Activity:
What lines of the data include the string "safety"? Copy them all.

[Region pointing data]
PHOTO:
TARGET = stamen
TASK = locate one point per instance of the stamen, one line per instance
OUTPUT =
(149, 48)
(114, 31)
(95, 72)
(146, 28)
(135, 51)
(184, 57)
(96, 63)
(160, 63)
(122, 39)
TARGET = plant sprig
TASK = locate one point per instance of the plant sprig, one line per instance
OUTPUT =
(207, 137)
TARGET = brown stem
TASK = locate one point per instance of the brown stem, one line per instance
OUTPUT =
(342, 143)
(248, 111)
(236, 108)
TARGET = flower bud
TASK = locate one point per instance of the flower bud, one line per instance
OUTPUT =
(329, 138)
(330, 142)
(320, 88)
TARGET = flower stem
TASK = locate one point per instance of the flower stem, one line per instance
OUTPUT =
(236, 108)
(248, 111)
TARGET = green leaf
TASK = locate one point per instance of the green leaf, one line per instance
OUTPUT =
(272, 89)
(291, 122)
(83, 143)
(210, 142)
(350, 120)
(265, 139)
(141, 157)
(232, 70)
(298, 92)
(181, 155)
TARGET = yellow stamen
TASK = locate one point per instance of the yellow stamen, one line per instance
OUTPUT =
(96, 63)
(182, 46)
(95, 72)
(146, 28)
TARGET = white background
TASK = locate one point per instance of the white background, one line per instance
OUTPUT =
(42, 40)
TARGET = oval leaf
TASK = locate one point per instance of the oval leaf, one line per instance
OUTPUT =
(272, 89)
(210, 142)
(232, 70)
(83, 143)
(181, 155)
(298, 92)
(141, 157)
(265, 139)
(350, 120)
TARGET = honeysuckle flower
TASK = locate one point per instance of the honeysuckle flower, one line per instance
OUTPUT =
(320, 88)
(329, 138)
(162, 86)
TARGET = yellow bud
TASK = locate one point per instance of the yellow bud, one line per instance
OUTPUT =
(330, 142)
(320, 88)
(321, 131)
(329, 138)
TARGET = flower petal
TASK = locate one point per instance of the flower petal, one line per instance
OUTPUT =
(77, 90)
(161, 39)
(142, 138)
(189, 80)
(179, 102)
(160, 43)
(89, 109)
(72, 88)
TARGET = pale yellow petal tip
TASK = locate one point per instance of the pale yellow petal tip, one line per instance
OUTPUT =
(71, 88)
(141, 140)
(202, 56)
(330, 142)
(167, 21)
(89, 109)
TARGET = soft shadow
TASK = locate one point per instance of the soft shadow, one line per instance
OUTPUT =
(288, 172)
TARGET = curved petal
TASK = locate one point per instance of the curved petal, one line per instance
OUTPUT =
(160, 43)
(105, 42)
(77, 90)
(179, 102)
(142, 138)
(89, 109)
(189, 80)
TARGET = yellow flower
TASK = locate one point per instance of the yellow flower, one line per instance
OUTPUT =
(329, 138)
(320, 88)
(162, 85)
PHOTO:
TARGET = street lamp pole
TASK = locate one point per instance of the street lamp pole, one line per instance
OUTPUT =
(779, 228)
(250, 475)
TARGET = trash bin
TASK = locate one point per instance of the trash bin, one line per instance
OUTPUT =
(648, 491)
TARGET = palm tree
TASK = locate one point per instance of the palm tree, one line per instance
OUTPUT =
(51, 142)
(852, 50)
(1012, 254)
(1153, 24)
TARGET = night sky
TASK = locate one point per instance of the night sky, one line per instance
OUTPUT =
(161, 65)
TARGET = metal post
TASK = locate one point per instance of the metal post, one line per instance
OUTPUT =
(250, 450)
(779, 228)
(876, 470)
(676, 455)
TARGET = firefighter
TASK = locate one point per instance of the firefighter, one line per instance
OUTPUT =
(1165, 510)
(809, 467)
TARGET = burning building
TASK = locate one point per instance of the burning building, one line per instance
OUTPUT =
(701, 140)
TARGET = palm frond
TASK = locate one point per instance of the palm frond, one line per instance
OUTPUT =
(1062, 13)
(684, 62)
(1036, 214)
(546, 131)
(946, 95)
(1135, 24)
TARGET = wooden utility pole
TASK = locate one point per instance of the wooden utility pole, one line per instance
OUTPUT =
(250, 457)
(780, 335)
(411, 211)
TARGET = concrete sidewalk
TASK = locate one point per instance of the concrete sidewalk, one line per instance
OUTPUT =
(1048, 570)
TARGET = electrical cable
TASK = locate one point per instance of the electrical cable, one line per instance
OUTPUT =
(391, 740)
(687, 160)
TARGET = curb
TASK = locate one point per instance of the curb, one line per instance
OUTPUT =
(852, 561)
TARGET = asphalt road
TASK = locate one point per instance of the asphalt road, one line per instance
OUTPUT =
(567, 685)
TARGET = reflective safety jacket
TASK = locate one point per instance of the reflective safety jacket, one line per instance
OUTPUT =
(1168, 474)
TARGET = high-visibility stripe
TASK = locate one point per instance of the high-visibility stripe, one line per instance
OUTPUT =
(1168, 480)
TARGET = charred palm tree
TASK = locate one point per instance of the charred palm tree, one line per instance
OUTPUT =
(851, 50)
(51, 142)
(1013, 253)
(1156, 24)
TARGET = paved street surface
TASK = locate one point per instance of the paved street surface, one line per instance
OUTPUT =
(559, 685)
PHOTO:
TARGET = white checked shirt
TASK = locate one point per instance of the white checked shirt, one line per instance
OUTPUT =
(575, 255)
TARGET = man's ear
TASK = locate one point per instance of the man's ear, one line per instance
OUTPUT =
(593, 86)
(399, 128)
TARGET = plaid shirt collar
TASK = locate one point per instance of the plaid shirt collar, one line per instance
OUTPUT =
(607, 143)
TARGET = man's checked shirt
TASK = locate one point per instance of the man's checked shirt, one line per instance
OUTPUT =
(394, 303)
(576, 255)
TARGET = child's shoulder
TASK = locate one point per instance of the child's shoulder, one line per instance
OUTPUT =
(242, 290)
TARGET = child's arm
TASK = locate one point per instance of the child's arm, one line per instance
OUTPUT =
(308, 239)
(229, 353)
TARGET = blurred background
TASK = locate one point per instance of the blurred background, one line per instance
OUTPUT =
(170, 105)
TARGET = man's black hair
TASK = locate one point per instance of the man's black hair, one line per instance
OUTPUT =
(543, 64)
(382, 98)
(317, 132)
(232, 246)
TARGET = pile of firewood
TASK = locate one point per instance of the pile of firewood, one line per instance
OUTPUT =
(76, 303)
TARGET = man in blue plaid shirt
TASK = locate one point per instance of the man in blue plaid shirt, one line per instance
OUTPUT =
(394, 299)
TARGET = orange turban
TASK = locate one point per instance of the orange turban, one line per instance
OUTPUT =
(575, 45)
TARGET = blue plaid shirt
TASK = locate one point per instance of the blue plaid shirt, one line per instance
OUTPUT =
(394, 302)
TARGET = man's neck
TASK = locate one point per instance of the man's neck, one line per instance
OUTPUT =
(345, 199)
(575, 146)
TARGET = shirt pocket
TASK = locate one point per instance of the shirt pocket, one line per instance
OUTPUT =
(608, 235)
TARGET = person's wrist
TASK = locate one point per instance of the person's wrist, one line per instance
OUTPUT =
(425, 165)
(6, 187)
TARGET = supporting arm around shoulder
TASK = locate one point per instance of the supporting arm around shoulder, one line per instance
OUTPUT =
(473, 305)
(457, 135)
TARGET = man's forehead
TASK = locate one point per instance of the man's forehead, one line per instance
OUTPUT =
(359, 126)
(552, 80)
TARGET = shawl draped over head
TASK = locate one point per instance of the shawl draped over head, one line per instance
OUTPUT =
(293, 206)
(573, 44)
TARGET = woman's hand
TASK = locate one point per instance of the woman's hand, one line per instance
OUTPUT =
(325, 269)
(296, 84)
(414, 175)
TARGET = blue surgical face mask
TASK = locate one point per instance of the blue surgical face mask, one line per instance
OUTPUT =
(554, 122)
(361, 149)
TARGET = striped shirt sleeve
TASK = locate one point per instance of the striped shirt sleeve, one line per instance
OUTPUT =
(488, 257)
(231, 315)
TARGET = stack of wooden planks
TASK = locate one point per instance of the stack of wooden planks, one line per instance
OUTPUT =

Exercise output:
TARGET = reflective safety jacket
TASK = locate one point per instance of the reflective safety jacket, one line per instance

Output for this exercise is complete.